### [Record extracts]
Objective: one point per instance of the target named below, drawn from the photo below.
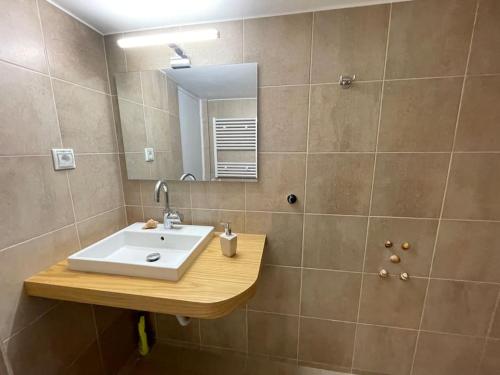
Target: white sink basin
(126, 252)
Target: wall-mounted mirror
(197, 123)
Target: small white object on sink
(228, 241)
(153, 253)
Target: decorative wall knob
(394, 258)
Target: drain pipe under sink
(183, 320)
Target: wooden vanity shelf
(212, 287)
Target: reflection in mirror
(197, 123)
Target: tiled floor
(171, 360)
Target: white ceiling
(113, 16)
(218, 81)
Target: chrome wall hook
(346, 81)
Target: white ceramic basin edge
(126, 251)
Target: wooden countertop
(212, 287)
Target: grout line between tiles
(3, 354)
(57, 120)
(115, 132)
(142, 204)
(97, 336)
(443, 201)
(31, 323)
(305, 186)
(372, 185)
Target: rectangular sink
(154, 253)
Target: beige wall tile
(350, 41)
(75, 52)
(485, 53)
(96, 185)
(326, 342)
(344, 120)
(384, 350)
(392, 302)
(34, 195)
(420, 233)
(284, 236)
(288, 36)
(278, 290)
(173, 97)
(339, 183)
(169, 328)
(134, 214)
(330, 294)
(118, 124)
(133, 126)
(334, 242)
(3, 368)
(131, 188)
(218, 195)
(164, 132)
(279, 175)
(409, 185)
(274, 335)
(17, 263)
(283, 113)
(65, 330)
(473, 187)
(419, 115)
(467, 251)
(128, 86)
(26, 107)
(459, 307)
(20, 34)
(439, 354)
(228, 49)
(490, 364)
(495, 328)
(154, 88)
(227, 332)
(446, 28)
(96, 228)
(85, 118)
(216, 217)
(137, 168)
(480, 115)
(115, 58)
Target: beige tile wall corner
(409, 153)
(55, 92)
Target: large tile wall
(55, 93)
(410, 153)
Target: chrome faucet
(170, 217)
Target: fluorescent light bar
(168, 38)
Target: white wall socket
(63, 158)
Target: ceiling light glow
(168, 38)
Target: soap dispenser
(228, 241)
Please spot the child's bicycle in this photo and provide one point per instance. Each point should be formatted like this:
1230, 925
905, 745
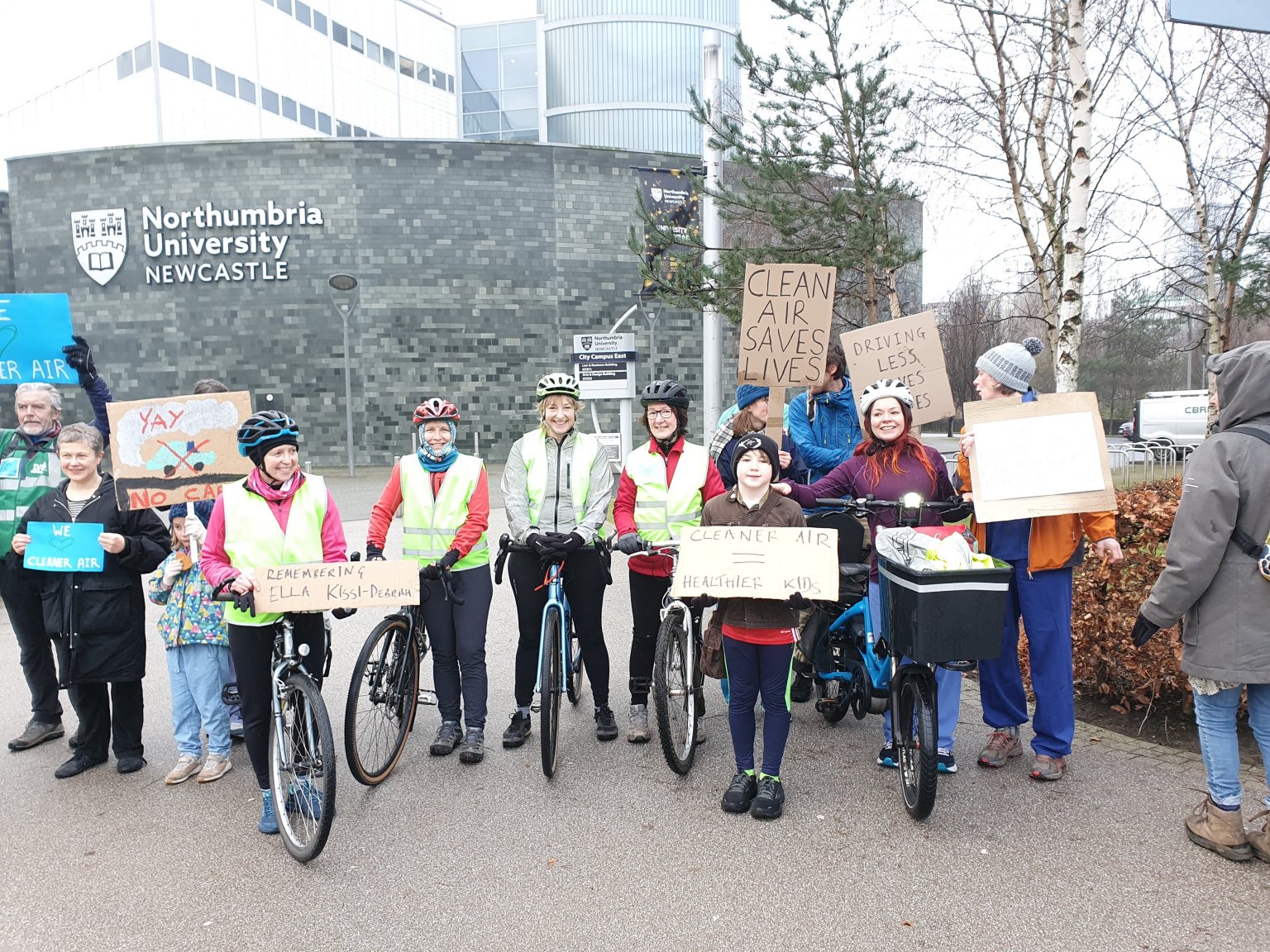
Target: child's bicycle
926, 618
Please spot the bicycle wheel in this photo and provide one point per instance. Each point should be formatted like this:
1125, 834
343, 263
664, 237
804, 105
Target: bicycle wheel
381, 701
549, 687
673, 668
914, 730
303, 769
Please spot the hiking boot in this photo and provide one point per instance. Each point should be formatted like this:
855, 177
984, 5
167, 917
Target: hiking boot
186, 769
606, 724
1220, 831
518, 731
1001, 746
36, 734
215, 769
448, 736
474, 746
637, 731
741, 793
770, 801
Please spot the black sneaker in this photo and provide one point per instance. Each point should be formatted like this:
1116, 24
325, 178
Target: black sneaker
518, 731
770, 801
606, 724
739, 793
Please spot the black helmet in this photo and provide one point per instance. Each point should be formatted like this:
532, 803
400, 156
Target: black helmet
666, 391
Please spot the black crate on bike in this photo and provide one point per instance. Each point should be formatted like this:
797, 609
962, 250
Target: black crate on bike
944, 616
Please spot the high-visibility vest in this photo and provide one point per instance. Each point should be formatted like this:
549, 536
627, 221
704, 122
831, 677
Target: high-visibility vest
663, 513
253, 537
429, 523
533, 452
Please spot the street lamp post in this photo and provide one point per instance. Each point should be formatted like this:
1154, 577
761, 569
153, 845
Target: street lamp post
345, 295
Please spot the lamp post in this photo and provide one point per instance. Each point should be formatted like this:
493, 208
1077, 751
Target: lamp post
345, 295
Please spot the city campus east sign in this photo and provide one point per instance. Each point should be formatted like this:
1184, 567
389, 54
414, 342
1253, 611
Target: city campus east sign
201, 245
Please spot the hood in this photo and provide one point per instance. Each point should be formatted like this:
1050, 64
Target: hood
1242, 383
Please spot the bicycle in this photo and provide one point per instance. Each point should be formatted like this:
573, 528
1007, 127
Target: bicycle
301, 744
384, 692
559, 649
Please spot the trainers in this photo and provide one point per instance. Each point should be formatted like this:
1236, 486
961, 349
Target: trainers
268, 819
1001, 746
637, 731
215, 769
474, 746
36, 734
770, 801
186, 769
517, 731
448, 736
741, 793
606, 724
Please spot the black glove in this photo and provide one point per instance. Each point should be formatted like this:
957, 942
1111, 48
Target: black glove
1143, 630
79, 357
630, 544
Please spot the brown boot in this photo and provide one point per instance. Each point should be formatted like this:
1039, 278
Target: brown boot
1220, 831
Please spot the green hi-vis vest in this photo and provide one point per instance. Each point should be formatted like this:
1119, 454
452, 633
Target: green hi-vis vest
429, 525
533, 452
663, 513
253, 537
23, 480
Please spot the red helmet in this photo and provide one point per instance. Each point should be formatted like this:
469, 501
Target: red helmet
435, 409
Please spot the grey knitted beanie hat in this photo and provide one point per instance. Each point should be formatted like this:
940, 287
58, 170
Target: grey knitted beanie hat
1012, 364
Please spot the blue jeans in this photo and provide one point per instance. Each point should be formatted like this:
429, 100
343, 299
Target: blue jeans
948, 687
1215, 717
197, 674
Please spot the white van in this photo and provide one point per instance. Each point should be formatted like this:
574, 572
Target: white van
1174, 416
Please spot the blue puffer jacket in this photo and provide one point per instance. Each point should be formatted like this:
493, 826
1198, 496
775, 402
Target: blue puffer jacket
831, 435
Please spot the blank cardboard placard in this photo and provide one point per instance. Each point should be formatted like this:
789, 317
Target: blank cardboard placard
907, 348
319, 587
738, 561
785, 324
178, 448
1045, 457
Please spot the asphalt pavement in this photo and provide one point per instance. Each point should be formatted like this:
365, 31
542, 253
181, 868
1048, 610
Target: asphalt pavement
616, 852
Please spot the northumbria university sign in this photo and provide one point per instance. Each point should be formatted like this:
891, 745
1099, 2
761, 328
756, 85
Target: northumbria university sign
205, 244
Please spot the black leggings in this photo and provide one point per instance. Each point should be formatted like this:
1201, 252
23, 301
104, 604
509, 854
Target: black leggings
585, 582
251, 649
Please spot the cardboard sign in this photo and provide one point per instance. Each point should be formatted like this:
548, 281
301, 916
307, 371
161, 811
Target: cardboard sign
907, 348
741, 561
1047, 457
65, 547
785, 324
33, 331
177, 450
319, 587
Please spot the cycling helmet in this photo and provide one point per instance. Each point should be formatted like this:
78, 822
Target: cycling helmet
892, 388
559, 383
666, 391
262, 429
435, 409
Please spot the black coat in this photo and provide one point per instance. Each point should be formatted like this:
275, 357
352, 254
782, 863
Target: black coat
99, 618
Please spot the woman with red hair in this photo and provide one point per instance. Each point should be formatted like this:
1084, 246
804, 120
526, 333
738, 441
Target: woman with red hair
889, 462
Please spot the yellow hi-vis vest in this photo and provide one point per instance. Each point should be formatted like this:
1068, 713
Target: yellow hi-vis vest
429, 525
533, 452
662, 513
253, 537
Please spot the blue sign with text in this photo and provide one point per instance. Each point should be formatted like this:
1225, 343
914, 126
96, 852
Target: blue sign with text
65, 547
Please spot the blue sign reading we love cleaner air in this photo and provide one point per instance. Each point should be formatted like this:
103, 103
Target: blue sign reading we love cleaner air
33, 331
65, 547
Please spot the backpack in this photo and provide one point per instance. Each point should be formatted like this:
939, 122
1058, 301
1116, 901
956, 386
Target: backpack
1260, 552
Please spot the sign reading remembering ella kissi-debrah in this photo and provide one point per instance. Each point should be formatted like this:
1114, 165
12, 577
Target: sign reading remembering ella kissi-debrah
741, 561
785, 324
319, 587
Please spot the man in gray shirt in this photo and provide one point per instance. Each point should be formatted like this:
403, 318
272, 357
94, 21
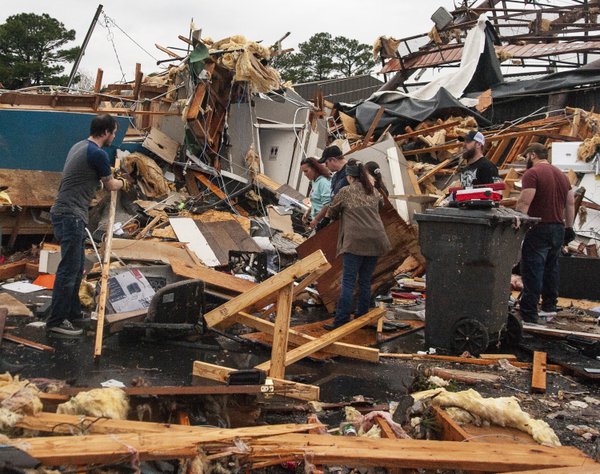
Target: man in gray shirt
87, 166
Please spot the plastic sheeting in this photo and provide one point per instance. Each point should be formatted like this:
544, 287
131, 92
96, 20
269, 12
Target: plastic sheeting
410, 111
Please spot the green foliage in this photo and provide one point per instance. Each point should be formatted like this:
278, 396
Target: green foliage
30, 50
325, 57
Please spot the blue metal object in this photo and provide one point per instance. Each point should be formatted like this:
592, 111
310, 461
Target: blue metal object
41, 139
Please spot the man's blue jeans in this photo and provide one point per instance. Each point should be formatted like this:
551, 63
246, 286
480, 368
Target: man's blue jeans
354, 267
539, 269
69, 230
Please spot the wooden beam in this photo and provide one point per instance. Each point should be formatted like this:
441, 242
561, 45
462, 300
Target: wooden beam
167, 51
98, 83
538, 373
285, 388
297, 338
139, 75
417, 454
105, 271
372, 128
101, 449
210, 277
466, 360
301, 286
333, 336
265, 289
281, 330
215, 190
27, 343
534, 328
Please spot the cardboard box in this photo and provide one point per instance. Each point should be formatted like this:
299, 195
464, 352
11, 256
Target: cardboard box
129, 291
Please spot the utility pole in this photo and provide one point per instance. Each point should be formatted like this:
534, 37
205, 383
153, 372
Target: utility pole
84, 45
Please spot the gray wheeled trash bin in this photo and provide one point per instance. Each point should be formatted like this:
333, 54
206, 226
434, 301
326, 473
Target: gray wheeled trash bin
470, 254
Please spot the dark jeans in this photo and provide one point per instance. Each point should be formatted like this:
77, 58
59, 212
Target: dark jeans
69, 230
539, 269
354, 267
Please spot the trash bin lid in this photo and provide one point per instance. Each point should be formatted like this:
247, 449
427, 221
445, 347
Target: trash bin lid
490, 216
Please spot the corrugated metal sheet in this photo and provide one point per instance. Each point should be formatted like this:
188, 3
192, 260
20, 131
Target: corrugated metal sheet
450, 54
347, 89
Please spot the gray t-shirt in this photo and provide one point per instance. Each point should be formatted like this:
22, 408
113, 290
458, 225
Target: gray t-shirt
86, 164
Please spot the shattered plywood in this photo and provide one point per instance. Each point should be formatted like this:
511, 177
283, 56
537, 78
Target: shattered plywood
149, 251
224, 236
161, 145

### [Requirements]
Every line from the line containing "Please spot the gray wheeled" to the last line of the material above must be repeated exactly, and no other line.

### [Result for this exercise]
Please spot the gray wheeled trash bin in this photo and provide one point per instance. Each point should be formatted like this:
333, 54
206, 226
434, 301
326, 473
Target: gray wheeled trash bin
470, 254
Please spot the dark jeans in this photo and provide one point per instance. Each point should be formatted like this:
77, 58
59, 212
Target: dark jeans
69, 230
539, 269
354, 267
Please spot the trash bin lid in this photo and provide one point per instance. Each point should be formatted like this:
247, 449
427, 221
445, 347
Target: trash bin lid
490, 216
Please spot the corrugated metal sheet in this photo and provide one point per instance. Each point should be formatted like this:
188, 3
192, 260
20, 131
Target: corrugated metal sheet
450, 54
347, 89
Please spot the gray t-shirt in this photo and provide one point per instance. Each point should be formatted like this:
22, 408
113, 290
458, 225
Target: gray t-shirt
86, 164
Please spot the shattered plywood in this photo and provide one point per instance. Each point should be formatted like this:
511, 177
283, 56
537, 78
Target: shattered plywood
149, 251
224, 236
161, 145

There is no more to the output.